§ What the exercise asks:
Pull out each line of the data below that contains the string "taillight", matching it case-sensitively, and copy those lines unchanged.

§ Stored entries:

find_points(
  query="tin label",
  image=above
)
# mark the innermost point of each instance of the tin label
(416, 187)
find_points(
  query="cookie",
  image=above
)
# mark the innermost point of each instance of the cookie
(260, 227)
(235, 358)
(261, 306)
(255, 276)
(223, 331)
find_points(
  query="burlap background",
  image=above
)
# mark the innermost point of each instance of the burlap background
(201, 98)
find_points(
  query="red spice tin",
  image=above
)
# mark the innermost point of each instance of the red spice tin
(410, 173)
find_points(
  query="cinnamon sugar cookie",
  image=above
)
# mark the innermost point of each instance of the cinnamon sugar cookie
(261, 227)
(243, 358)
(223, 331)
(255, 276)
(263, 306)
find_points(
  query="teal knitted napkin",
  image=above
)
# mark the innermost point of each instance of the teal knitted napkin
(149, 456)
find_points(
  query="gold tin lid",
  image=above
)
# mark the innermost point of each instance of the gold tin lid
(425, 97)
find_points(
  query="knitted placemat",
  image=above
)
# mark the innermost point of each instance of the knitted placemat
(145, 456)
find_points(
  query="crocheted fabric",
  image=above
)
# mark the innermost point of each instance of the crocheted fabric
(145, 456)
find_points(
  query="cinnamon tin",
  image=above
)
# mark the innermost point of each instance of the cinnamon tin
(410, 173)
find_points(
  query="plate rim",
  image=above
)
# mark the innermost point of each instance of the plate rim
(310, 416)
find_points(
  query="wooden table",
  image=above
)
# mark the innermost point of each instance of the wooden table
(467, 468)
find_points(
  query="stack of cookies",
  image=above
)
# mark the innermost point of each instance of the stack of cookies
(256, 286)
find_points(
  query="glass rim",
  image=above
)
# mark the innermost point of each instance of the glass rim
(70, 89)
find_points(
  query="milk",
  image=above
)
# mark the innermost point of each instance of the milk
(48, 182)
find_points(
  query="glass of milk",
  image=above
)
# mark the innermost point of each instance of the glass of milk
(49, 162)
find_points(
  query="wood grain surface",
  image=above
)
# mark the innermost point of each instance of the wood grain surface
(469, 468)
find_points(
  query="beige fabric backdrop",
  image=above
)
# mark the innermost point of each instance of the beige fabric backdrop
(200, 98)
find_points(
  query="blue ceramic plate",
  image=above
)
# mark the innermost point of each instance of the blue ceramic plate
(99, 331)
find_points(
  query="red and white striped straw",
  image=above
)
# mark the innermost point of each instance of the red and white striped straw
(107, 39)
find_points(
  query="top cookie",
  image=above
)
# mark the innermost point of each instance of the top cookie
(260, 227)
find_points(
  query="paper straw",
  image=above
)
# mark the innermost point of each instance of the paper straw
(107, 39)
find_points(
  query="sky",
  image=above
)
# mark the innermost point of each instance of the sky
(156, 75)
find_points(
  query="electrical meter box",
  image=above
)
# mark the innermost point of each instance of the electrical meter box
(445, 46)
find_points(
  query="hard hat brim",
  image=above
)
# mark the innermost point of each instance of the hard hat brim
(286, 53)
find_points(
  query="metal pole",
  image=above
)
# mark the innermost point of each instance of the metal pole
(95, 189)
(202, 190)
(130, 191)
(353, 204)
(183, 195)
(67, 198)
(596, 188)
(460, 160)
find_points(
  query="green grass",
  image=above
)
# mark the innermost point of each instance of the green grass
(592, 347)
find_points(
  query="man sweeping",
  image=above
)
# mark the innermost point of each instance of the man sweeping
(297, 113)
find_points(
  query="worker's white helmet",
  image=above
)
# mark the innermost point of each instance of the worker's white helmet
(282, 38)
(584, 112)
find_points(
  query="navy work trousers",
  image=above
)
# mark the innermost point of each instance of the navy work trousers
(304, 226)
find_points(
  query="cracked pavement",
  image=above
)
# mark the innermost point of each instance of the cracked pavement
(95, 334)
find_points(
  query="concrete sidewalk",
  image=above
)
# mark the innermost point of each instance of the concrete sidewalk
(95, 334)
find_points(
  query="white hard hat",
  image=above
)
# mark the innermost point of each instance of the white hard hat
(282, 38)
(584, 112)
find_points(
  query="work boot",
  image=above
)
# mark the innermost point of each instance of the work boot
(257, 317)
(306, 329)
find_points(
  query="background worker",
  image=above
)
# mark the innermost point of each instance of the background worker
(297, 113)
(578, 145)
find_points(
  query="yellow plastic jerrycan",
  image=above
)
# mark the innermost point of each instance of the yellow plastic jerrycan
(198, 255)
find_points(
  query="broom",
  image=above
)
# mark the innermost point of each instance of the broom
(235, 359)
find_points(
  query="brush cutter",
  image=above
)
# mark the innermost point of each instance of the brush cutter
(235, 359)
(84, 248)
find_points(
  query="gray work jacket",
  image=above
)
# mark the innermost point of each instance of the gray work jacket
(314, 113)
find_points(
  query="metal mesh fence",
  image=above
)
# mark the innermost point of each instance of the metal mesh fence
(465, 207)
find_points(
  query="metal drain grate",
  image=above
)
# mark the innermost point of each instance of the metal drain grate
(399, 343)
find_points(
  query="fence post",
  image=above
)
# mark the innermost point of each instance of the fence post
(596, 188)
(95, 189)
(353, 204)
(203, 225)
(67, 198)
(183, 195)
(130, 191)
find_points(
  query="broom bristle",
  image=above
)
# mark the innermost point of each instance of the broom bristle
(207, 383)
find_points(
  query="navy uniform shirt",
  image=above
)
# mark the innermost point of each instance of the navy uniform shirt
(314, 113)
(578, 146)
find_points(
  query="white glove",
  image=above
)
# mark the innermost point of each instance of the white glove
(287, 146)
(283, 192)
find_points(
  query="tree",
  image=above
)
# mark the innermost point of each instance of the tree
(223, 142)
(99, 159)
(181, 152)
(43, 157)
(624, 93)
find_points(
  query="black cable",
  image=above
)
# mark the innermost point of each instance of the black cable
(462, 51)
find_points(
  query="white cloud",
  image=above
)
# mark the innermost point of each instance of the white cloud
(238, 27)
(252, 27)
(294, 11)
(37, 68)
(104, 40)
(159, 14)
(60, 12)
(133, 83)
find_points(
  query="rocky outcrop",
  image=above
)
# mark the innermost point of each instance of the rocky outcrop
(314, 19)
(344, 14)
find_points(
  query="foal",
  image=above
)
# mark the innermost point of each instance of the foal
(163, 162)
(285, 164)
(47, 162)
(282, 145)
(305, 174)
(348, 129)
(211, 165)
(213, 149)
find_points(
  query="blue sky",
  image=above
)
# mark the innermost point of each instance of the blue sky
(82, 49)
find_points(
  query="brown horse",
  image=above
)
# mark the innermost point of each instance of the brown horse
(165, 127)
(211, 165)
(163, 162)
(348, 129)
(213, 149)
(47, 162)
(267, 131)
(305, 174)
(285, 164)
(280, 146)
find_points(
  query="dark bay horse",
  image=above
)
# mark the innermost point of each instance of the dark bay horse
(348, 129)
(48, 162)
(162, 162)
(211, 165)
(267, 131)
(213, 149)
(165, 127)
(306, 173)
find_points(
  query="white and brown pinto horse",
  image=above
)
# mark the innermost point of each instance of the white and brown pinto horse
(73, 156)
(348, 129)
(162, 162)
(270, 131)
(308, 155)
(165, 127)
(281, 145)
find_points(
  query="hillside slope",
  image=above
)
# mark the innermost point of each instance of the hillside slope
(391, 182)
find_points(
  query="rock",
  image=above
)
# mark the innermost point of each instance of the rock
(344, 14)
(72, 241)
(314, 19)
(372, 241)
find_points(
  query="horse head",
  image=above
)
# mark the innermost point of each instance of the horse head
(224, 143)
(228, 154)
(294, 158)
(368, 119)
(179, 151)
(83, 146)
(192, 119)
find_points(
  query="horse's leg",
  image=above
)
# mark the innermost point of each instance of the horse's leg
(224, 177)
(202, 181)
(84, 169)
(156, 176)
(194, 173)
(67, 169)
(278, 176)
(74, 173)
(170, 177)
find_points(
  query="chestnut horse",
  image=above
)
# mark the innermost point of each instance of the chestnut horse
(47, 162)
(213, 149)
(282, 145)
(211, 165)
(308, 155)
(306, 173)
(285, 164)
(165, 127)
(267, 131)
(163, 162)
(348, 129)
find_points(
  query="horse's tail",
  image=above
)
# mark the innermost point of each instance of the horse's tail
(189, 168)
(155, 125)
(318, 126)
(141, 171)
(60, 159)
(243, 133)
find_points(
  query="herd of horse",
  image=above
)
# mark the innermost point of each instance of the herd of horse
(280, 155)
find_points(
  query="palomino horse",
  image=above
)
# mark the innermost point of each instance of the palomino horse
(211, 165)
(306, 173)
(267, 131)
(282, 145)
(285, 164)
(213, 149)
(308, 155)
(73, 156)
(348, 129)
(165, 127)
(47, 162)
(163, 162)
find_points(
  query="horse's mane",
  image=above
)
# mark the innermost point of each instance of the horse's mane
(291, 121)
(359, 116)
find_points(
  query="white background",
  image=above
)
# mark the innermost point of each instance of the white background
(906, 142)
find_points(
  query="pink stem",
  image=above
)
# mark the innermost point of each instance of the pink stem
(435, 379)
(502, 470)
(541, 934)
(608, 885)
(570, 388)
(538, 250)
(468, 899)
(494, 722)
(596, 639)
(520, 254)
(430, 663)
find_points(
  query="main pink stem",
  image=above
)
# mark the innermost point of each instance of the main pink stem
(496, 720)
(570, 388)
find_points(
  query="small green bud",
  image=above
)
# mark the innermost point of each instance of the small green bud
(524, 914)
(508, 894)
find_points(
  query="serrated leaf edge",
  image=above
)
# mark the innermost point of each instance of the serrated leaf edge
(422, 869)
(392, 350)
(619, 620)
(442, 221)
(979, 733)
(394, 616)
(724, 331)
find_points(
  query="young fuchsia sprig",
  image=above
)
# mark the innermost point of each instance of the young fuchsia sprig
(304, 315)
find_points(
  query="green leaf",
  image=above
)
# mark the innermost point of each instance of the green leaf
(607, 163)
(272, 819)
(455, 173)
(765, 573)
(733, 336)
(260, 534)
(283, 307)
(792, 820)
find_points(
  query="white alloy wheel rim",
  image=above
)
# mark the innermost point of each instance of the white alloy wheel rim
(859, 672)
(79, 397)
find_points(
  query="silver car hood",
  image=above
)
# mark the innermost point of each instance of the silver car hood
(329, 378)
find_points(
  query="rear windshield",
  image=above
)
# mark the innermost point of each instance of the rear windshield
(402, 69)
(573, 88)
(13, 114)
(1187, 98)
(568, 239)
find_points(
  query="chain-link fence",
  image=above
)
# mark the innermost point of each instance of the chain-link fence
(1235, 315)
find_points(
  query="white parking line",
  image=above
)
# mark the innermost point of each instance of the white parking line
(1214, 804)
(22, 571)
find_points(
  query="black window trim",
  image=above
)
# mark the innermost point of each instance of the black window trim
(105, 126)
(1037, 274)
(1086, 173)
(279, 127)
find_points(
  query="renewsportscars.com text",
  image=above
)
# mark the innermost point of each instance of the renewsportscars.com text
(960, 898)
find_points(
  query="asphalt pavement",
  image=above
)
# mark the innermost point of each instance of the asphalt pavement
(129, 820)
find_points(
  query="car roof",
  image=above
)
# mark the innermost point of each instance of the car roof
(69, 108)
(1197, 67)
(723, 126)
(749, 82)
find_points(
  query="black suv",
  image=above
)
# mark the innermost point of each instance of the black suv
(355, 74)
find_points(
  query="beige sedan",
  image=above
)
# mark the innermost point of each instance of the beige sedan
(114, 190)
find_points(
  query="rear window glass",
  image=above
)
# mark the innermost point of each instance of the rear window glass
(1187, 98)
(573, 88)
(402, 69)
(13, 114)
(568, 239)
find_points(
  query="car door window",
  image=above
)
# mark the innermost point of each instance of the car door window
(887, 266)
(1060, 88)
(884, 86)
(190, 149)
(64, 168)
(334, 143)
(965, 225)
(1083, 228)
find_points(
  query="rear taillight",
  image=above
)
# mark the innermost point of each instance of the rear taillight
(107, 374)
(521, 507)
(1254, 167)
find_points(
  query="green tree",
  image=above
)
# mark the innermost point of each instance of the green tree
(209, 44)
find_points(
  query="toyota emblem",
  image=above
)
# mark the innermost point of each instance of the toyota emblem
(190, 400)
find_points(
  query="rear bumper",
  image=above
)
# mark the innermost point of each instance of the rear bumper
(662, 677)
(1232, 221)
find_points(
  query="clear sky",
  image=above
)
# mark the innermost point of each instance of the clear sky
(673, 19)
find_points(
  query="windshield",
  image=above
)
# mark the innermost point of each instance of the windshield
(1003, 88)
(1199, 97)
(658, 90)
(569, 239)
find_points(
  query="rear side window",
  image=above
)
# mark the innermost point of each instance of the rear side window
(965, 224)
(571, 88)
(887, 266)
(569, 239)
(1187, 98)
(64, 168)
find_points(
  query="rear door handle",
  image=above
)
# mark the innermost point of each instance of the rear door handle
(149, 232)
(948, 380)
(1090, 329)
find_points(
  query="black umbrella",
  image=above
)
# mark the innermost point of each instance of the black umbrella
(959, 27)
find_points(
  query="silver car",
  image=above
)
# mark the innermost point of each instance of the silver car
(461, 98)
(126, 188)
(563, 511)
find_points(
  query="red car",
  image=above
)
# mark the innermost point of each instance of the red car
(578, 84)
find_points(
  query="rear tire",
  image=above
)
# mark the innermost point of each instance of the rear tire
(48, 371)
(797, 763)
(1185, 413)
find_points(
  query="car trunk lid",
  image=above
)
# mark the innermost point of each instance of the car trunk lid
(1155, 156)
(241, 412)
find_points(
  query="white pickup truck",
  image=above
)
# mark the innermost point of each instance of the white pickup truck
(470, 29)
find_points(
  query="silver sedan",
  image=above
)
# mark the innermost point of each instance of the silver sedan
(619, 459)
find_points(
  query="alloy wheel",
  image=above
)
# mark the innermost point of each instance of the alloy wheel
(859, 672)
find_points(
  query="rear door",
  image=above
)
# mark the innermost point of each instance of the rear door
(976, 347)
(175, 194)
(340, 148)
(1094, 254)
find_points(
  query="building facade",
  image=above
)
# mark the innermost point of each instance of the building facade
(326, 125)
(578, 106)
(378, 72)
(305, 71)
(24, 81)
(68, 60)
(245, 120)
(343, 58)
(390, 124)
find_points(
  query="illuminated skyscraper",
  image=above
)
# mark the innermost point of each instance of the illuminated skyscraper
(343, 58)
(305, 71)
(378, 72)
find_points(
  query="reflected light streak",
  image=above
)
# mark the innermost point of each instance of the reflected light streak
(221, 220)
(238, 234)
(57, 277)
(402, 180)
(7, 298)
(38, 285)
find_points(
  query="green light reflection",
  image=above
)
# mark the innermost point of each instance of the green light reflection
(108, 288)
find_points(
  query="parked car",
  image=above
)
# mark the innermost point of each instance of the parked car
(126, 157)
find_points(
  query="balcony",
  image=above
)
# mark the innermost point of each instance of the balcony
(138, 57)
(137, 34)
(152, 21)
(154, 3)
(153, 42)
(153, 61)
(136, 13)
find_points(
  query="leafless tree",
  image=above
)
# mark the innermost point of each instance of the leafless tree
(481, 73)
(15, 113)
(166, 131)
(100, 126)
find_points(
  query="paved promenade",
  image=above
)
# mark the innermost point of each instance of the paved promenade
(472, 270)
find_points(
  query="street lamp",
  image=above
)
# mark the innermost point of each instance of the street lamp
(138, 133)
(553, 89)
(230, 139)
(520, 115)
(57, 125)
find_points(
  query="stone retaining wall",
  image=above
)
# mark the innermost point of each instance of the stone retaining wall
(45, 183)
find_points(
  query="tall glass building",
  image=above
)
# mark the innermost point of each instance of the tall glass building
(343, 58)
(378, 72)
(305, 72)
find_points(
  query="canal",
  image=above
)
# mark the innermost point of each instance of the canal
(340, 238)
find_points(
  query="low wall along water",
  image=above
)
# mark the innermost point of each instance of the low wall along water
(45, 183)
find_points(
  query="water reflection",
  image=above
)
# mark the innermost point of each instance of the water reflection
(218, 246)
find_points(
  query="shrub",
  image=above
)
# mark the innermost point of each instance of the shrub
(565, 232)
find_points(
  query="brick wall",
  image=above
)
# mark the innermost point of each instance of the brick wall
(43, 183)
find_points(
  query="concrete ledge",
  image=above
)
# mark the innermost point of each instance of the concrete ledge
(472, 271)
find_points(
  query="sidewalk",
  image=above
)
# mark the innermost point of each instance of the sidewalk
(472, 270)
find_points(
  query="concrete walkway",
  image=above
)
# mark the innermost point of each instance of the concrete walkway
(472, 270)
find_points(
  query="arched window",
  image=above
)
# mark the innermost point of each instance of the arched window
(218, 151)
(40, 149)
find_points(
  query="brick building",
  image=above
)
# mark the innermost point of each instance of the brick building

§ Solution for this exercise:
  query="rear taillight",
# mark the innermost point of each instance of the rear taillight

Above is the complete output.